• THE TASK: Continue the mailing-list post about the Squid 5.6 memory leak from where it stops.

• EXTRACT TO READ:
— start —

[squid-dev] Squid 5.6 leaking memory when peeking for an origin with an invalid certificate

Hamilton Coutinho hamilton.coutinho at gmail.com
Mon Mar 27 19:47:31 UTC 2023


Hello all,

We moved one step closer to the root cause. We bisected the code and found
out that the commit that introduced the leak is:

$ git show --stat  800967afde7921eb22a2711c5a75b5cd9c9d7178
commit 800967afde7921eb22a2711c5a75b5cd9c9d7178 (HEAD)
Author: Christos Tsantilas <christos at chtsanti.net>
Date:   Mon Feb 22 21:15:32 2021 +0000

    Handling missing issuer certificates for TLSv1.3 (#766)

    Prior to TLS v1.3 Squid could detect and fetch missing intermediate
    server certificates by parsing TLS ServerHello. TLS v1.3 encrypts the
    relevant part of the handshake, making such "prefetch" impossible.

    Instead of looking for certificates in TLS ServerHello, Squid now waits
    for the OpenSSL built-in certificate validation to fail with an
    X509_V_ERR_UNABLE_TO_GET_ISSUER_CERT_LOCALLY error. Squid-supplied
    verify_callback function tells OpenSSL to ignore that error. Squid
    SSL_connect()-calling code detects that the error was ignored and, if
    possible, fetches the missing certificates and orchestrates certificate
    chain validation outside the SSL_connect() sequence. If that validation
    is successful, Squid continues with SSL_connect(). See comments inside
    Security::PeerConnector::negotiate() for low-level details.

    In some cases, OpenSSL is able to complete SSL_connect() with an ignored
    X509_V_ERR_UNABLE_TO_GET_ISSUER_CERT_LOCALLY error. If Squid validation
    fails afterwards, the TLS connection is closed (before any payload is
    exchanged). Ideally, the negotiation with an untrusted server should not
    complete, but complexity BIO changes required to prevent such premature
    completion is probably not worth reaching that ideal, especially since
    all of this is just a workaround.

— end —

• DATA RECORDS:
— start —

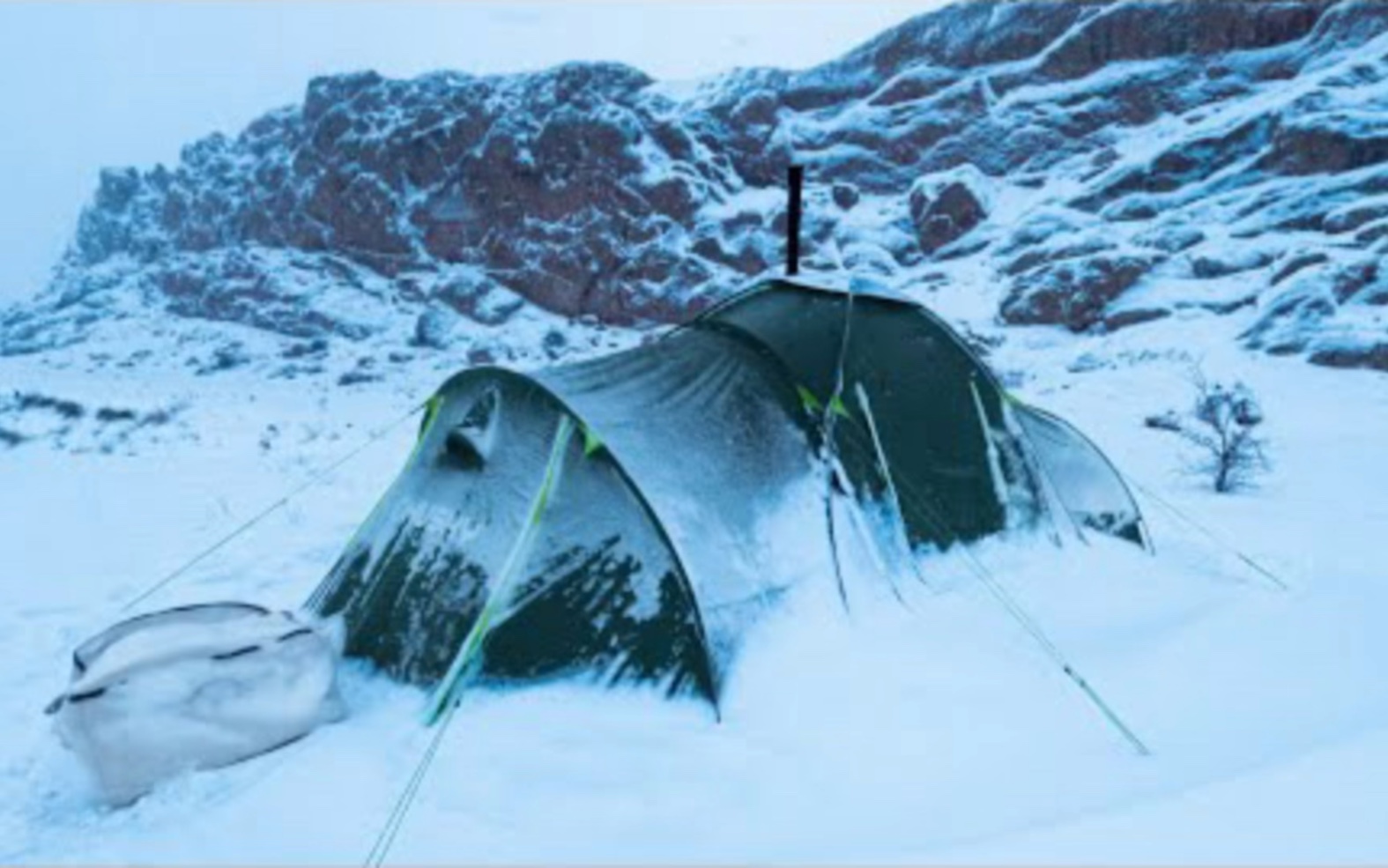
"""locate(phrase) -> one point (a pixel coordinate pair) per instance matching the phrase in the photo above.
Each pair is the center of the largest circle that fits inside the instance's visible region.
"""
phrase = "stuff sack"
(190, 687)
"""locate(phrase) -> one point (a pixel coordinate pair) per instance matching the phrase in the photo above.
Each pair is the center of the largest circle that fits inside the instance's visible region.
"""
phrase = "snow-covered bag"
(192, 687)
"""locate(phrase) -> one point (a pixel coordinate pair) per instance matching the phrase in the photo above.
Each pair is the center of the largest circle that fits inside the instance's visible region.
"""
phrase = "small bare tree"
(1223, 426)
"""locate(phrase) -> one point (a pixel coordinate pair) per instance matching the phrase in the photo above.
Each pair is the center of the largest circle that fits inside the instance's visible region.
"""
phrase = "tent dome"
(636, 552)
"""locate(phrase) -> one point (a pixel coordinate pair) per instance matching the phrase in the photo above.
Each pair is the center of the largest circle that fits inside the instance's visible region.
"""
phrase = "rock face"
(1090, 153)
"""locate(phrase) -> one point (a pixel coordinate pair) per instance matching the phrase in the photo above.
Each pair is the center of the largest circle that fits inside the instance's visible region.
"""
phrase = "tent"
(608, 520)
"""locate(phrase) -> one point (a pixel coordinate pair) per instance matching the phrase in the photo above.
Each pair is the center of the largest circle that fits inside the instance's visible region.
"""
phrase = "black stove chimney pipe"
(797, 181)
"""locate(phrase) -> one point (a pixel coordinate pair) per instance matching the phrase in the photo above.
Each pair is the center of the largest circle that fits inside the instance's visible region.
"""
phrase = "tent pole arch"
(649, 511)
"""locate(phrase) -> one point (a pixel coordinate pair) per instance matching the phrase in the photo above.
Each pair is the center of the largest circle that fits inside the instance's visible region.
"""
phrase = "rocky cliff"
(1097, 164)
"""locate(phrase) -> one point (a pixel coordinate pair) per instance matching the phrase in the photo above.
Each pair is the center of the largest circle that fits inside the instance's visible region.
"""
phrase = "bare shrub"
(1223, 426)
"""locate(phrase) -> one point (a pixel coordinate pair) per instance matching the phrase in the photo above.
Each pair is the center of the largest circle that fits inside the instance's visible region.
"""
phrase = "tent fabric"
(653, 557)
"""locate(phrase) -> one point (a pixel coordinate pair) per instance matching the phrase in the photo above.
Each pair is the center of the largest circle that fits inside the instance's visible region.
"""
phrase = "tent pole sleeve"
(451, 685)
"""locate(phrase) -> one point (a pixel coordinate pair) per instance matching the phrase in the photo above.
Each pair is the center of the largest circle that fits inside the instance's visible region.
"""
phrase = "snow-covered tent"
(633, 549)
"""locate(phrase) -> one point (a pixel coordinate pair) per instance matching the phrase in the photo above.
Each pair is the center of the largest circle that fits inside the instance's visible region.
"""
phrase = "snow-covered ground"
(887, 735)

— end —

• ANSWER TO THE PROBLEM:
    The long-term solution is adding SSL_ERROR_WANT_RETRY_VERIFY to OpenSSL,
    giving an application a chance to download the missing certificates
    during SSL_connect() negotiations. We assist OpenSSL team with that
    change, but it will not be available at least until OpenSSL v3.0.

    This description and changes are not specific to SslBump code paths.

    This is a Measurement Factory project.

 acinclude/lib-checks.m4       |   6 ++
 compat/openssl.h              |  30 +++++++++
 src/security/Handshake.cc     |  46 --------------
 src/security/Handshake.h      |   5 +-
 src/security/Io.cc            |  27 ++++++++
 src/security/Io.h             |  14 +++-
 src/security/PeerConnector.cc | 211
++++++++++++++++++++++++++++++++++++++++++++-----------------
 src/security/PeerConnector.h  |  46 ++++++++++----
 src/security/Session.h        |   4 ++
 src/ssl/bio.cc                |   7 --
 src/ssl/bio.h                 |   8 ---
 src/ssl/gadgets.h             |   1 +
 src/ssl/support.cc            | 355
++++++++++++++++++++++++++++++++++++++++++++++++++++++++++++++++++++++++++----------------------------
 src/ssl/support.h             |  57 +++++++++++++++--
 src/tests/stub_libsecurity.cc |   4 +-
 15 files changed, 582 insertions(+), 239 deletions(-)

On Thu, Mar 23, 2023 at 4:56 PM Hamilton Coutinho <
hamilton.coutinho at gmail.com> wrote:

> Hi all,
>
> We found a way to reproduce the leak: set up squid to run in intercept
> mode + SSL description + memory pools off (to ease identifying the leak)
> and then generate requests to sites with invalid certs (eg, CA not
> installed), for instance: curl -k https://slscr.update.microsoft.com.
> squidclient mgr:mem should show ever increasing HttpRequest instances.
>
> As far as I can tell, the HttpRequest object created
> in ConnStateData::buildFakeRequest() is never freed because its refcount >
> 0.
>
> Any ideas where an HTTPMSGUNLOCK() might be missing?
>
> Thanks!
>
> On Wed, Jan 18, 2023 at 11:28 AM Hamilton Coutinho <
> hamilton.coutinho at gmail.com> wrote:
>
>> Hi Alex,
>>
>> Thanks for the prompt reply! Thanks also for the clarifications.
>>
>> Agreed, I just realized the requests seem to be failing
>> with Http::scServiceUnavailable, so my focus turned
>> to Security::PeerConnector::sslCrtvdHandleReply() and friends.
>>
>> Best.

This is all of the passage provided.